BEGIN MATERIAL SHOWN

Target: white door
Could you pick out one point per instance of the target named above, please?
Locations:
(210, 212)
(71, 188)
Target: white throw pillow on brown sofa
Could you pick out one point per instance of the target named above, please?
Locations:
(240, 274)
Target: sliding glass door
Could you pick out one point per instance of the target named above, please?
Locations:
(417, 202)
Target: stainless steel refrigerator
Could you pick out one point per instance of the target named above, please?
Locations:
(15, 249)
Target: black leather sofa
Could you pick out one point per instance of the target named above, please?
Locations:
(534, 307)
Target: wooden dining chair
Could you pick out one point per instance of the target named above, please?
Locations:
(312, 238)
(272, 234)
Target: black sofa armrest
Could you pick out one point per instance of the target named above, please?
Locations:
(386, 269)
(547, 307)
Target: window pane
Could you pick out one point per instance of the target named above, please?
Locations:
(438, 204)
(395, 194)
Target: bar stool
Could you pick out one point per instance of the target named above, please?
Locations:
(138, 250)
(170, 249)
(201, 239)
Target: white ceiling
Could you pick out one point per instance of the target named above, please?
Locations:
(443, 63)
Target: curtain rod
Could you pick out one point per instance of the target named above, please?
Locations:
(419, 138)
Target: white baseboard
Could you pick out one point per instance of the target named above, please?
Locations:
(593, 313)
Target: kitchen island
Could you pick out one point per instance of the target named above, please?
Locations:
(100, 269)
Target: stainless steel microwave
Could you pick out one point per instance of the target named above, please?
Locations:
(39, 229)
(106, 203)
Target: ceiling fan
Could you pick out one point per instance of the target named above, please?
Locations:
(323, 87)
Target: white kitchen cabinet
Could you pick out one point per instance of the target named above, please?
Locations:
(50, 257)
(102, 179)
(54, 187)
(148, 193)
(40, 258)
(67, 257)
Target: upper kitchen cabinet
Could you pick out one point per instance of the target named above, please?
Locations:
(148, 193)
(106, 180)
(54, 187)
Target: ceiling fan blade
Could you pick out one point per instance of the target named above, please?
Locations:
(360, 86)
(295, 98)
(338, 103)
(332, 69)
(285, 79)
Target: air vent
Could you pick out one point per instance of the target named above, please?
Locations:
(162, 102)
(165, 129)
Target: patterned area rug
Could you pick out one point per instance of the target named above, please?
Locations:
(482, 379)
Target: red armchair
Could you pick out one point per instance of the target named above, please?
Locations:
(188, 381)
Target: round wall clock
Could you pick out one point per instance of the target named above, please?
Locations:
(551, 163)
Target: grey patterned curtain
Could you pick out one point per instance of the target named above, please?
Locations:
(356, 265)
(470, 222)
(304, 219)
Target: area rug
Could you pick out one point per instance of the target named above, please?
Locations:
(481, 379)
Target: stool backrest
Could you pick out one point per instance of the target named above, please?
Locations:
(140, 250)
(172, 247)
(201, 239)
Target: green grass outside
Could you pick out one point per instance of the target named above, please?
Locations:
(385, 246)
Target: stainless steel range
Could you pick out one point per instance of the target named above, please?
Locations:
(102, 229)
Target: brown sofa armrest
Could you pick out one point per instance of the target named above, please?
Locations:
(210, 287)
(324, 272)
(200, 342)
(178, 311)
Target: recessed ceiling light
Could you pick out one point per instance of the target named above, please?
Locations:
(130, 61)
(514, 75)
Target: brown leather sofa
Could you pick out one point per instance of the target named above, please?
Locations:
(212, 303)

END MATERIAL SHOWN

## ABOUT THIS TASK
Would you please write out the entries again exactly?

## TASK RESULT
Target: white door
Could you pick out one point per instance of the target named above, please?
Locations:
(210, 212)
(71, 188)
Target: white throw pillow on brown sofa
Could you pick out one point per instance of the target named above, please?
Locations:
(240, 274)
Target: sliding glass door
Could you pick out one point per instance of the target named above, please?
Locations:
(417, 202)
Target: stainless steel refrigerator
Could you pick out one point per instance of the target named above, please?
Locations:
(15, 249)
Target: black leather sofa
Could you pick out one point per instance of the target named above, please?
Locations:
(534, 307)
Target: wooden dining chair
Could you pick out one point per instance of the target named above, please?
Locations:
(312, 238)
(272, 234)
Target: black sofa armrest
Could you pick out one point per instance of the target named above, please?
Locations:
(386, 269)
(547, 307)
Target: window pane
Could you pick out one point per instance of the target named above, please?
Locations:
(438, 204)
(395, 194)
Target: bar stool
Could you pick out one point per instance of the target named above, please?
Locations:
(138, 250)
(170, 249)
(201, 239)
Target: white ceiling
Could you pick out one point per instance of the target named above, please?
Locations:
(443, 63)
Target: curtain rod
Could you pick out one point per instance of the target named above, please?
Locations:
(419, 138)
Target: white baseboard
Could you pick out one point per instance of the target named above, please?
Locations:
(593, 313)
Target: kitchen island
Could you pick out one point per instance of the target named above, please?
Locations:
(100, 269)
Target: stainless steel microwave
Could you pick out one point per instance of the target named above, please?
Locations:
(39, 229)
(106, 203)
Target: ceiling fan
Could you pick out one point per instance of the target named above, please?
Locations:
(323, 87)
Target: white kitchen cabinet
Could you pick out one point per instance of the target named above, please?
Locations:
(50, 257)
(102, 179)
(54, 187)
(148, 193)
(40, 258)
(67, 257)
Target: upper kitchen cabinet
Could you pick out one point per instance of the target named above, please?
Locations:
(148, 193)
(106, 180)
(54, 187)
Target: ceiling fan blade
Could you pick out one point per instance of the target named above, please?
Locations:
(360, 86)
(295, 98)
(338, 103)
(332, 69)
(285, 79)
Target: air vent
Could you pick out one point per instance of the target named above, please?
Locations:
(162, 102)
(165, 129)
Target: patterned area rug
Could you pick out one point per instance of the target named above, please?
Locations:
(482, 379)
Target: red armchair
Could you pick out one point per instance of the target named above, please?
Locations:
(188, 381)
Target: round wall clock
Could you pick out one point per instance of the target named above, please?
Locations:
(551, 163)
Target: grey patterned curtain
Could you pick out one point per instance of the target named above, please?
Locations:
(356, 265)
(470, 222)
(304, 219)
Target: area rug
Could you pick out one point per instance of the target named above, please?
Locations:
(481, 379)
Target: stool backrest
Could you pick out one point per instance of the target named above, please?
Locations:
(140, 250)
(172, 247)
(201, 239)
Target: green grass outside
Could you pick out one point per instance of the target named above, please?
Locations:
(385, 246)
Target: stainless steel range
Could you pick out one point per instance of the target named above, please?
Locations:
(102, 229)
Target: brown sofa armrest
Could you pick out one point per instance of the target named above, please?
Locations:
(210, 287)
(324, 272)
(200, 342)
(178, 311)
Target: recessed ceiling light
Could you pick out one point per instance of the target named above, please?
Locations:
(130, 61)
(514, 75)
Target: brown leather sofa
Could you pick out one point per instance of the target named above, please?
Locations:
(212, 303)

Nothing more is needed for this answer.